> _Dataset_:
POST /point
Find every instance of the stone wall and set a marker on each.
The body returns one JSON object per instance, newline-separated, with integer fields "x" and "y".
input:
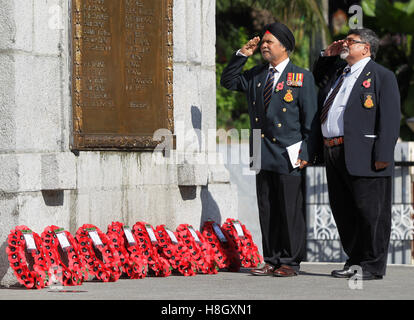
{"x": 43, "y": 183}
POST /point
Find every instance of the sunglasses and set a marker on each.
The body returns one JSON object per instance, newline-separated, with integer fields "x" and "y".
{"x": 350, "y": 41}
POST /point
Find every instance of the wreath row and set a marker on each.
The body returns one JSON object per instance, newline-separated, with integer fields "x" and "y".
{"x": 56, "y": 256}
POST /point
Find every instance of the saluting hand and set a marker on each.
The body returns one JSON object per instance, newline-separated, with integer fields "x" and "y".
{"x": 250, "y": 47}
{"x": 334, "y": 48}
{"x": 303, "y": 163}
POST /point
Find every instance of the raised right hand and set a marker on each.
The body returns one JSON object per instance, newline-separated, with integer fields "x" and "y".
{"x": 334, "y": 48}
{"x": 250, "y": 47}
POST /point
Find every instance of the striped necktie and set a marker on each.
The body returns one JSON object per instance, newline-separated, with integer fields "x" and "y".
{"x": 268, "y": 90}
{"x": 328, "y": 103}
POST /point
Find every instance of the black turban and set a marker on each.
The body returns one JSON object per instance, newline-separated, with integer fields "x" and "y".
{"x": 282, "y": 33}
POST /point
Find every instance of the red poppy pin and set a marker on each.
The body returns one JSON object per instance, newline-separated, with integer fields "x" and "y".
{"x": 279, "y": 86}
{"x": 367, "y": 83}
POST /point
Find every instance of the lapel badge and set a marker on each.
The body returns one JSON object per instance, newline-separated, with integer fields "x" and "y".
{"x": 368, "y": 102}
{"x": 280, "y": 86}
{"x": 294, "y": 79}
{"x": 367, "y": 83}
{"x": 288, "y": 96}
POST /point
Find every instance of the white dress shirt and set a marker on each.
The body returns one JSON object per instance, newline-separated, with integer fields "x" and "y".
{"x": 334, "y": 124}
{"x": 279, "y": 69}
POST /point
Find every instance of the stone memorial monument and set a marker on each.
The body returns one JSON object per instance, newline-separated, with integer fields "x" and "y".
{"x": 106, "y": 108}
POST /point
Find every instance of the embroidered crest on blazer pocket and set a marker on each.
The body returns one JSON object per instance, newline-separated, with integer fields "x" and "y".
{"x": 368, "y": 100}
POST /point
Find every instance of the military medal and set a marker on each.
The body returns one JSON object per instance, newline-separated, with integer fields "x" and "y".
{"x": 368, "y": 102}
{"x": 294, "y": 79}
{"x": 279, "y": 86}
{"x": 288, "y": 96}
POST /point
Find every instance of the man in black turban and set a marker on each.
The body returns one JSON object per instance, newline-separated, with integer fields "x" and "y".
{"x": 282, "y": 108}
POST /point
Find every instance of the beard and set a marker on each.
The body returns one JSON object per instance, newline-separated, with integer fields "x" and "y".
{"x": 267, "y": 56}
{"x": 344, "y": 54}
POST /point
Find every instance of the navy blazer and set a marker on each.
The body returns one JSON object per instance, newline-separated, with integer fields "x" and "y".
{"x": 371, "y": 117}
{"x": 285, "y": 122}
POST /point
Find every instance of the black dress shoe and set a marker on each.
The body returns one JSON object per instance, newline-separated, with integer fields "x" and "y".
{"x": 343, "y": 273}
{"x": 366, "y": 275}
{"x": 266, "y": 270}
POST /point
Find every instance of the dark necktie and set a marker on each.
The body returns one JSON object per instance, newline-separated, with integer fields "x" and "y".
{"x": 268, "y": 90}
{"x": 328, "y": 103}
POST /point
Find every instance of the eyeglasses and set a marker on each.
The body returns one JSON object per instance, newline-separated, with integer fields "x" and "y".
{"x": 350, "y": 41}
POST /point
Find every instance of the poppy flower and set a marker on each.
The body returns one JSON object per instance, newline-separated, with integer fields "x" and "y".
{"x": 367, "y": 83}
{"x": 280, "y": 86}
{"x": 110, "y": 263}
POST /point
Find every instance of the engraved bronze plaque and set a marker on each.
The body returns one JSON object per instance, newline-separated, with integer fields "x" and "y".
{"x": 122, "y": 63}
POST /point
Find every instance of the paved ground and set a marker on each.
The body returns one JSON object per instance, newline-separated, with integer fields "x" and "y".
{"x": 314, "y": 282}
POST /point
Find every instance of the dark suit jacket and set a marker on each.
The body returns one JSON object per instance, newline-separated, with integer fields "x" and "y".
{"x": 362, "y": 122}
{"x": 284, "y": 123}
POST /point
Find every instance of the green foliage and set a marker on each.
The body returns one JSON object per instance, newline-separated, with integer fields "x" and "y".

> _Task brief_:
Show every line of the records that contains the word "poppy", treating uppercase and lowercase letters as distinct.

> _Solution for this task_:
Find every instance of the red poppy pin and set a marker on each.
Find every instance of the poppy flower and set a marker on each.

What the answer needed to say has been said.